SET PROBLEM:
List each line in the material below that contains the word "jacket".

LISTING:
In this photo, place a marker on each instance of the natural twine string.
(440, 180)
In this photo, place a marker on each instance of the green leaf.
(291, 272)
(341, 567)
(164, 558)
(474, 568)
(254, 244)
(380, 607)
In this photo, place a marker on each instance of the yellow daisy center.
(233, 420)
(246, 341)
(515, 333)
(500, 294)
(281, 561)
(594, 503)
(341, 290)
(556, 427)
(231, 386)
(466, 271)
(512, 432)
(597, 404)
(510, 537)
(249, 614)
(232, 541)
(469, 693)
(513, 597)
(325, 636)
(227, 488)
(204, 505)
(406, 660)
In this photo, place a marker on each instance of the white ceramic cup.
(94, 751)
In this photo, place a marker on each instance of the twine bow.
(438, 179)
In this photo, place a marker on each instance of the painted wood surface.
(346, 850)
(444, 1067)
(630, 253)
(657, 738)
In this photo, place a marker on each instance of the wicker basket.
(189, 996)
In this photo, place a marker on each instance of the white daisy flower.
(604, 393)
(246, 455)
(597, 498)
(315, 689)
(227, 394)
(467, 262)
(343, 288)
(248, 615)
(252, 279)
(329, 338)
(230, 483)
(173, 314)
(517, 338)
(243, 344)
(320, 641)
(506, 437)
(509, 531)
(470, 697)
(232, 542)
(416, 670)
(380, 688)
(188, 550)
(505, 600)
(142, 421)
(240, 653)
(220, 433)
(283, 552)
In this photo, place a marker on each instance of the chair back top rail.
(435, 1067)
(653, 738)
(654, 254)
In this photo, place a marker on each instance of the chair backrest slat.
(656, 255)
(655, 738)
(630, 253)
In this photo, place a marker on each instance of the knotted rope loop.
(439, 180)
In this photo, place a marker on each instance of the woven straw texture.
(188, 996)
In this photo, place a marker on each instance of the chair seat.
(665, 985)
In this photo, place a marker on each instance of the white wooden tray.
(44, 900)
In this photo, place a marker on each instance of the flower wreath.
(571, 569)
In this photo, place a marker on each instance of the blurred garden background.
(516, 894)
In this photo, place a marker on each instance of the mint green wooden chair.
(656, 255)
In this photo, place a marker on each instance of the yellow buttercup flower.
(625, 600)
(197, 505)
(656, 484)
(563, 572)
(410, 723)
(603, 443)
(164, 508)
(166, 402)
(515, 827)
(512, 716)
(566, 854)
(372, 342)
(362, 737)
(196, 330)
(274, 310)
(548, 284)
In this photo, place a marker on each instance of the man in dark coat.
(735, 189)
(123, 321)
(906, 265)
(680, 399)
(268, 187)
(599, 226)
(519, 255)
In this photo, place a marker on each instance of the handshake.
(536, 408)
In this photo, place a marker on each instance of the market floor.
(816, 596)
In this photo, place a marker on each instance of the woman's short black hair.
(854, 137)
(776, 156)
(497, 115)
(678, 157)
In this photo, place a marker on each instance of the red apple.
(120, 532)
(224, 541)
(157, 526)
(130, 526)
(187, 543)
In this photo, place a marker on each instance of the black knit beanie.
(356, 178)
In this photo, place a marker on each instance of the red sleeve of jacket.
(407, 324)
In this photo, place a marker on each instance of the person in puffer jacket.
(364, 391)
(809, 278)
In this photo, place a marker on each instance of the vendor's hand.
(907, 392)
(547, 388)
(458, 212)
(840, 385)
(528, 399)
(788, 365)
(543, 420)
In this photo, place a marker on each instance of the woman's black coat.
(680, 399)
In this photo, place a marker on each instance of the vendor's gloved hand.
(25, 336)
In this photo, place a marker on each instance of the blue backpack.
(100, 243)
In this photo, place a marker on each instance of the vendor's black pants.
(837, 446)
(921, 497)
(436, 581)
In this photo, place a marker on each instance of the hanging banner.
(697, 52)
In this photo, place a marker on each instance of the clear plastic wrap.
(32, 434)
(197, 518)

* * *

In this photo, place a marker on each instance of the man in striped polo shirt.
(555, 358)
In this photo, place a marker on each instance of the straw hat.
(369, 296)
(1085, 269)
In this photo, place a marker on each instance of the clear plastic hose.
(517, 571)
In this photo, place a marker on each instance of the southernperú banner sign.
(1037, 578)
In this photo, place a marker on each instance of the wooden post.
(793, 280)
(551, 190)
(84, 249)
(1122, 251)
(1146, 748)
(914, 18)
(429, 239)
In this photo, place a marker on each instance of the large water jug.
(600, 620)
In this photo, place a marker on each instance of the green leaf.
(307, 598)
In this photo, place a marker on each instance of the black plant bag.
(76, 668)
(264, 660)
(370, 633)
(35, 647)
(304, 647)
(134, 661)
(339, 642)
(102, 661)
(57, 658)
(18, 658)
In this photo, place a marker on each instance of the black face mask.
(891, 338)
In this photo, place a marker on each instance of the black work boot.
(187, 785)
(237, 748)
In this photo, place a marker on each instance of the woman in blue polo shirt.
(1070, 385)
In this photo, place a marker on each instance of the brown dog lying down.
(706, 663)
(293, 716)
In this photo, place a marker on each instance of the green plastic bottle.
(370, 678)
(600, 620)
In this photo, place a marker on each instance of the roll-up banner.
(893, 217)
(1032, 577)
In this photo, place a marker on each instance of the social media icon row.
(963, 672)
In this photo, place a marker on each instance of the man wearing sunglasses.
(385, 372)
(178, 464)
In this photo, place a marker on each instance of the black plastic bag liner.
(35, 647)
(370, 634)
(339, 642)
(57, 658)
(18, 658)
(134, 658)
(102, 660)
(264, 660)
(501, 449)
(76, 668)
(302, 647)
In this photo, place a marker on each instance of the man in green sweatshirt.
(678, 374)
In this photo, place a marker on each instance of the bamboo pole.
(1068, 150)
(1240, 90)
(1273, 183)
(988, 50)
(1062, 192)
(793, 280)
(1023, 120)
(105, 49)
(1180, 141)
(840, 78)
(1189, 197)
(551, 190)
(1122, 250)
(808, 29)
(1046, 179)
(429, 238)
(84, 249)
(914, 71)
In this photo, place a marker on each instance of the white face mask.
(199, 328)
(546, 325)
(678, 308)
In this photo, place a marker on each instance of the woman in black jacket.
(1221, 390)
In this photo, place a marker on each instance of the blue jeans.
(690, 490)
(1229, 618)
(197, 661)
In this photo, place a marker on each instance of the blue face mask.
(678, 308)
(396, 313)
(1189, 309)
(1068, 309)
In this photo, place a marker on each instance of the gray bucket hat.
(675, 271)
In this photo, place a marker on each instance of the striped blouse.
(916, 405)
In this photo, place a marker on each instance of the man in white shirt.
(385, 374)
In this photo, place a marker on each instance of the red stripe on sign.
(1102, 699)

COMPLETE OUTPUT:
In this photo, place a marker on each instance of the red sleeve of jacket.
In this photo, place a marker on each instance of the person in puffer jacket.
In this photo, place a marker on each instance of the woman in black jacket.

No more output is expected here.